▶ WHAT IS NEEDED
Copy each of the following entries word for word, without changing any line.

▶ MATERIAL SUPPLIED
[Start]

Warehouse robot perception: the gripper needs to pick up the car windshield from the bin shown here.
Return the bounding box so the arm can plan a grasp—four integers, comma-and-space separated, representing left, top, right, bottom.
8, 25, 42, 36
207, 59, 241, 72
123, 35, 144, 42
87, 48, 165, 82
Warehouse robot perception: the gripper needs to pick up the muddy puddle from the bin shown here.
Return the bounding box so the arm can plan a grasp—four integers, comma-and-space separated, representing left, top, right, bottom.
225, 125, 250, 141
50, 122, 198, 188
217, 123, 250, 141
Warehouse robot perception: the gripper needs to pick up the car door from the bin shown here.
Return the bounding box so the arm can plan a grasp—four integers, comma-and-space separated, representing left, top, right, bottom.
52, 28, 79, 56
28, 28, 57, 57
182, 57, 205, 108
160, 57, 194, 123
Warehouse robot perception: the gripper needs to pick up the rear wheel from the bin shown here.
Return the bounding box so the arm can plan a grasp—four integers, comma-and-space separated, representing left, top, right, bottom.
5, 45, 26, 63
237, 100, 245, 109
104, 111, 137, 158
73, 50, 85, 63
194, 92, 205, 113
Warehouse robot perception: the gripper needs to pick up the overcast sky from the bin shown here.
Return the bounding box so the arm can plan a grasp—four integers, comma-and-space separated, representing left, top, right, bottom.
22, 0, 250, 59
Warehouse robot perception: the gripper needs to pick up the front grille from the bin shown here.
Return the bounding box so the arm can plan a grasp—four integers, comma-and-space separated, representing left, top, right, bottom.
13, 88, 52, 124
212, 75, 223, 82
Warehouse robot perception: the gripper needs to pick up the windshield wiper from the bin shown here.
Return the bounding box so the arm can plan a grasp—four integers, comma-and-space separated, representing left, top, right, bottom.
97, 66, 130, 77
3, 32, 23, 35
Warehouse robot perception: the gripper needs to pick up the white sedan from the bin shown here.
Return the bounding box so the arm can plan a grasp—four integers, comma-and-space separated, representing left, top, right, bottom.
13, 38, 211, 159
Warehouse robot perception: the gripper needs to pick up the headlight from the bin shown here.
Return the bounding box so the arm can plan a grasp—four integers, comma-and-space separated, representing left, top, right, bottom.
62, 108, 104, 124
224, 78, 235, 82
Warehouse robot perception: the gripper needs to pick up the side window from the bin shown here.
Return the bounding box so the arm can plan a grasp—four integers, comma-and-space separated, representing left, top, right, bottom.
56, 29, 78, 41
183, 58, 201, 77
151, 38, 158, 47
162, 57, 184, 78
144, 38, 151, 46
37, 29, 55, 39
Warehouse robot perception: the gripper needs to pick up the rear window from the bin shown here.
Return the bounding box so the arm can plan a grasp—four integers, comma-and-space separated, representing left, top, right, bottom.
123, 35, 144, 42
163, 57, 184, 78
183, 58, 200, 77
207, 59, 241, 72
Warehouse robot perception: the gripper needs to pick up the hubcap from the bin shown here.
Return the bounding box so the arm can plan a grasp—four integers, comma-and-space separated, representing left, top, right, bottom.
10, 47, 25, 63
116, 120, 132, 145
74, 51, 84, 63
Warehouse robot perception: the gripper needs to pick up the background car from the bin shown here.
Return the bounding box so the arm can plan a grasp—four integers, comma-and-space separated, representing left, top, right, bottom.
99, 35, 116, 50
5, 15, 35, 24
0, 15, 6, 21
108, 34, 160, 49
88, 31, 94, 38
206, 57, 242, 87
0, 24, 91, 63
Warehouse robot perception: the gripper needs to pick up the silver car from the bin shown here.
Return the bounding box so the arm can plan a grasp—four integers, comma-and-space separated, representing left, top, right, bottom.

[End]

▶ EXERCISE SOLUTION
Warehouse robot perception: the gripper needs to pick up the car windshield from the bin shown here.
Return the bounding box so the arm can plan a grasp—four integers, comma-and-space separated, representing left, top, right, bottom.
8, 25, 42, 36
207, 59, 241, 72
123, 35, 144, 42
87, 48, 165, 82
Warehouse robot perception: the gripper needs to pick up the muddy puddle from the bin shown here.
Return the bounding box so the arm can plan a grasp—four integers, comma-and-space separated, representing left, top, right, bottom.
225, 125, 250, 141
50, 122, 198, 188
217, 123, 250, 141
Warehouse robot perception: the gripper needs to pick up the car door from the bin shown here.
Return the bounding box so the arm can plan a grasp—four integers, comma-and-space separated, representing left, top, right, bottom.
52, 28, 79, 56
28, 28, 57, 57
182, 57, 205, 108
160, 57, 194, 123
Warehouse robot perception: the gripper needs to pick up the rear wheel from the bin shown here.
Return the bounding box so the arm can plan a grasp—four integers, comma-and-space separated, representing left, top, right, bottom.
5, 45, 26, 63
237, 100, 245, 109
104, 111, 137, 158
73, 50, 85, 63
194, 92, 205, 113
Warehouse robot perception: the gripper needs to pick up the overcast sky from the bin shown here.
Return the bounding box so the arm can plan a grasp—four integers, comma-and-space separated, representing left, top, right, bottom.
22, 0, 250, 59
Warehouse robot perception: the gripper needs to pick up the front grille from the bin shown here.
Return the bounding box so the arm can plan a grasp—four integers, comma-and-space separated, representing left, top, right, bottom.
13, 88, 52, 124
212, 75, 223, 82
Warehouse robot perception: the gripper needs to pick up the windshield wiper from the bin shown here.
Return the bounding box so the arm can plan a grasp—four integers, comma-and-space separated, representing left, top, right, bottom.
97, 66, 130, 77
3, 32, 23, 35
Warehouse robot perception: the gripper needs to pick up the white sedan from the bin shown here.
Return the bounding box so the arm can plan a grasp—four integers, comma-and-space separated, representing left, top, right, bottom.
13, 38, 211, 159
Warehouse robot perception: the gripper needs to pick up the headlight from the bin shown here.
Return the bounding box so the arm can plan a grasp—four integers, comma-and-space separated, representing left, top, right, bottom.
62, 108, 104, 124
224, 78, 235, 82
Warehouse robot perception: the gripper needs to pick up the side window from the bin shown here.
Return the bounding box so the arm can plan a grasp—four integers, comma-and-space separated, representing left, top, right, bottom.
56, 29, 78, 41
183, 58, 201, 77
151, 38, 158, 47
162, 57, 184, 78
144, 38, 151, 46
37, 29, 55, 39
Warehouse robot perception: the gripper needs to pick up the rear window from the bin shown here.
Return the bounding box so the arm can plan a grasp—four integers, comma-and-space separated, representing left, top, right, bottom.
123, 35, 144, 42
163, 57, 184, 78
183, 58, 200, 77
207, 59, 241, 72
Warehouse robot perception: the gripper needs to pick up the hubcap from the bin shown here.
Return the bounding box so the arm can plan a grasp—four integers, comma-and-space separated, representing left, top, right, bottom.
10, 47, 25, 63
116, 120, 132, 145
74, 51, 84, 63
Warehouse robot perception: the gripper needs to pick up the background car from the bin shown here.
Return the bounding box so the arm can plan a grasp—four integers, comma-and-space separated, representing left, top, right, bottom.
99, 35, 116, 50
5, 15, 35, 24
0, 15, 6, 21
108, 34, 160, 49
88, 31, 94, 38
206, 57, 242, 87
0, 24, 91, 63
Warehouse robot perception: the gripper needs to pick up the silver car from the bin shown here.
Return the bounding box so the arm can plan a grasp—four integers, comma-and-space separated, representing left, top, right, bottom.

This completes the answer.